• [Set problem]:
Decide whether each statement agrees with the MQTT passage below. Answer yes or no for each and quote the deciding words of the passage. (a) MQTT encrypts its own traffic. (b) MQTT does not support flow control. (c) Organizations use MQTT in fleet management to lower fuel costs.

• [Text passage]:
Security is not built-in. MQTT is unencrypted. Instead, it uses TLS/SSL (Transport Layer Security/Secure Sockets Layer) for security encryption.
A centralized broker can be the point to failure as client connections with brokers are open all the time.
It does not support advanced features such as flow control.
Where MQTT can be used
As IoT applications are now being implemented on a huge scale, MQTT has come into the spotlight as an open, simple, and scalable way to deploy distributed computing and IoT functionality to a wider user base — both in the consumer and industrial markets.
Fleet management. Organizations are using MQTT to build smarter fleet management systems that improve fleet optimization, driver safety, and lower fuel costs. New modes of transportation using drones are also changing the way we move goods. Connectivity between a mobile device used by the operator, telemetry information direct from the vehicle, and integration into back-end scheduling and routing systems provides the visibility required to improve the overall fleet operation.

• [Record list]:
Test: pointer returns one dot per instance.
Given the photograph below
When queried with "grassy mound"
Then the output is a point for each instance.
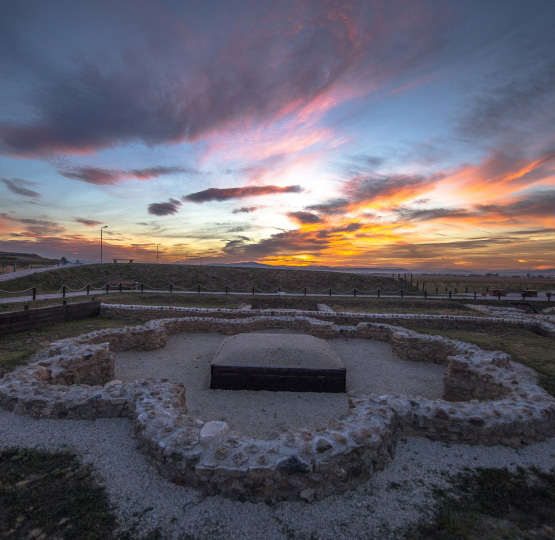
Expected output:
(159, 276)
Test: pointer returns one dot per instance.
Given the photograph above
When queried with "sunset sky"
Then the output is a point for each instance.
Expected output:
(415, 134)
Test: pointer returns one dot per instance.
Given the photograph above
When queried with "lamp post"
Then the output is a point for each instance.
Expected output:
(101, 242)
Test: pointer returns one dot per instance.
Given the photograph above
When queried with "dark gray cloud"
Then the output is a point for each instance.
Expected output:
(371, 187)
(164, 209)
(184, 72)
(305, 217)
(100, 176)
(416, 214)
(351, 227)
(245, 209)
(540, 203)
(35, 227)
(330, 208)
(283, 243)
(225, 194)
(20, 187)
(88, 222)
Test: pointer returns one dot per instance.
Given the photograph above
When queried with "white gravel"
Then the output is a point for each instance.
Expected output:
(390, 502)
(371, 367)
(393, 499)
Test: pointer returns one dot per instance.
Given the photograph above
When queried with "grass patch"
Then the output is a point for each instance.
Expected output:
(524, 346)
(159, 276)
(17, 349)
(45, 495)
(178, 300)
(493, 504)
(400, 305)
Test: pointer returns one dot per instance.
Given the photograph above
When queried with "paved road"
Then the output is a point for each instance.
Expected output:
(29, 271)
(461, 296)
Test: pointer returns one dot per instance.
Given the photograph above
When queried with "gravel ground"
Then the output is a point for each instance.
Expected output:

• [Written response]:
(a) No: "MQTT is unencrypted."
(b) Yes: "It does not support advanced features such as flow control."
(c) Yes: "Organizations are using MQTT to build smarter fleet management systems that improve fleet optimization, driver safety, and lower fuel costs."